MATERIAL SHOWN
- - - - - - -

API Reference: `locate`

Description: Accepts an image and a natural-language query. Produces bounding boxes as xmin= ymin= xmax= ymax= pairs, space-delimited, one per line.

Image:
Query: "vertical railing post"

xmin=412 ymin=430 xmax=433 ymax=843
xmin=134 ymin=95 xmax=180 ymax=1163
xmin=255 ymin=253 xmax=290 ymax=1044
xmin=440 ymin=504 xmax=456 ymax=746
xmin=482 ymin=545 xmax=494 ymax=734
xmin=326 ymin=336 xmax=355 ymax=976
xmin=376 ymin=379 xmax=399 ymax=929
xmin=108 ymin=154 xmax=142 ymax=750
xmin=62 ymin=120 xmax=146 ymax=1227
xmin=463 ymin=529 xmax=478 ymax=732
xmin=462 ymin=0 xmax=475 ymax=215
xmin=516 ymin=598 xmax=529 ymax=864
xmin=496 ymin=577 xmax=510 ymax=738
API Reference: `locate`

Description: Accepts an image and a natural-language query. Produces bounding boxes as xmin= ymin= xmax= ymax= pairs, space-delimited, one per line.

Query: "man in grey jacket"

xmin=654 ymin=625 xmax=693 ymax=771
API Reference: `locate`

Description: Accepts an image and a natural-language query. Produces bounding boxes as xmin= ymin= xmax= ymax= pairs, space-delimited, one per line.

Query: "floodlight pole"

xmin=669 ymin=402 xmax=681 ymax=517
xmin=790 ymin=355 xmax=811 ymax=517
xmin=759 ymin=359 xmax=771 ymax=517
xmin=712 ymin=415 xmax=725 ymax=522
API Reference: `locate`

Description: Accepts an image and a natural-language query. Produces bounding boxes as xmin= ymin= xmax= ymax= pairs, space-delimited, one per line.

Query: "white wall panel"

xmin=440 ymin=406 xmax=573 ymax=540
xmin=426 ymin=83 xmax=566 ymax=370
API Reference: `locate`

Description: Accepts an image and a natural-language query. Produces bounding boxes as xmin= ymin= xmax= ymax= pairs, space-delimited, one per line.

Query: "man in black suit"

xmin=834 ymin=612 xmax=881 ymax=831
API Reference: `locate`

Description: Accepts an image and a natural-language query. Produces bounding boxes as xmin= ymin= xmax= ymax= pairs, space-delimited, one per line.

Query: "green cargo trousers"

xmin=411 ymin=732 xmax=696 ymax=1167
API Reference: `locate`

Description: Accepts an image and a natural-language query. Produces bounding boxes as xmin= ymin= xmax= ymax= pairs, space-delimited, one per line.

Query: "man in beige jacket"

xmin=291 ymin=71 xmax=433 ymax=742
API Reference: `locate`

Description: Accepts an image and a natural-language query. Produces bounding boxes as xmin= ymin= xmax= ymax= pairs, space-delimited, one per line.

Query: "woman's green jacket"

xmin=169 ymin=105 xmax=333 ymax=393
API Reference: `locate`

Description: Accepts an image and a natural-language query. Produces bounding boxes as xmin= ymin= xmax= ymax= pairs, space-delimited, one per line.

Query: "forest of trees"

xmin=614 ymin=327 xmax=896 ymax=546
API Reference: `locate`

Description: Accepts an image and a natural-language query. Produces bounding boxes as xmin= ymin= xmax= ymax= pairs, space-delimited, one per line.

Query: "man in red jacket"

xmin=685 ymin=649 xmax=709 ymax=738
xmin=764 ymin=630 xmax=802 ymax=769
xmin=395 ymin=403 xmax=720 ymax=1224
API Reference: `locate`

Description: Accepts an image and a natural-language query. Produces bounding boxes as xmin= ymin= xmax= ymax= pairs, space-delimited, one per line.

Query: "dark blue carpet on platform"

- - - - - - -

THE EXERCISE
Revise the material from its beginning through the line containing "xmin=411 ymin=732 xmax=696 ymax=1167", replacing "space-delimited" with "space-separated" and keeping everything else the same.

FINISHED TASK
API Reference: `locate`

Description: Accepts an image and a natural-language query. Produces bounding boxes as xmin= ymin= xmax= ymax= pairs, space-separated, one per line.

Image:
Query: "vertical railing post"

xmin=412 ymin=430 xmax=433 ymax=843
xmin=134 ymin=95 xmax=180 ymax=1163
xmin=255 ymin=253 xmax=290 ymax=1044
xmin=440 ymin=504 xmax=456 ymax=746
xmin=482 ymin=545 xmax=494 ymax=734
xmin=326 ymin=336 xmax=355 ymax=976
xmin=376 ymin=379 xmax=399 ymax=929
xmin=108 ymin=154 xmax=142 ymax=750
xmin=62 ymin=120 xmax=146 ymax=1227
xmin=463 ymin=529 xmax=478 ymax=732
xmin=462 ymin=0 xmax=475 ymax=215
xmin=516 ymin=598 xmax=529 ymax=864
xmin=496 ymin=577 xmax=510 ymax=738
API Reference: `locate`

Description: Accepts an image and a natural-language query. Produces bounding boxes as xmin= ymin= xmax= ymax= pairs, space-separated, one per line.

Query: "man in grey jacket"

xmin=654 ymin=625 xmax=693 ymax=771
API Reference: `locate`

Description: Accepts an image and a natural-language query. Produces bounding boxes as xmin= ymin= xmax= ymax= pairs, space-separated, one per line.

Query: "floodlight pole"

xmin=669 ymin=402 xmax=681 ymax=517
xmin=790 ymin=355 xmax=811 ymax=517
xmin=759 ymin=359 xmax=771 ymax=517
xmin=712 ymin=415 xmax=725 ymax=522
API Reference: `locate`

Description: Accepts an image and a natural-language query. Produces bounding boxes as xmin= ymin= xmax= ymax= pairs, space-separated, one per line.

Query: "white wall panel"

xmin=440 ymin=406 xmax=573 ymax=540
xmin=426 ymin=83 xmax=566 ymax=370
API Reference: `locate`

Description: Accepts an image and a natural-language query. Produces bounding boxes as xmin= ymin= xmax= ymax= pairs, space-separated, one per line.

Query: "man in black suit"

xmin=834 ymin=612 xmax=881 ymax=831
API Reference: `locate`

Description: Accepts an image and a natural-language query. Produces bounding boxes as xmin= ymin= xmax= ymax= pairs, space-separated, one per line.

Query: "green cargo trousers"

xmin=411 ymin=732 xmax=696 ymax=1167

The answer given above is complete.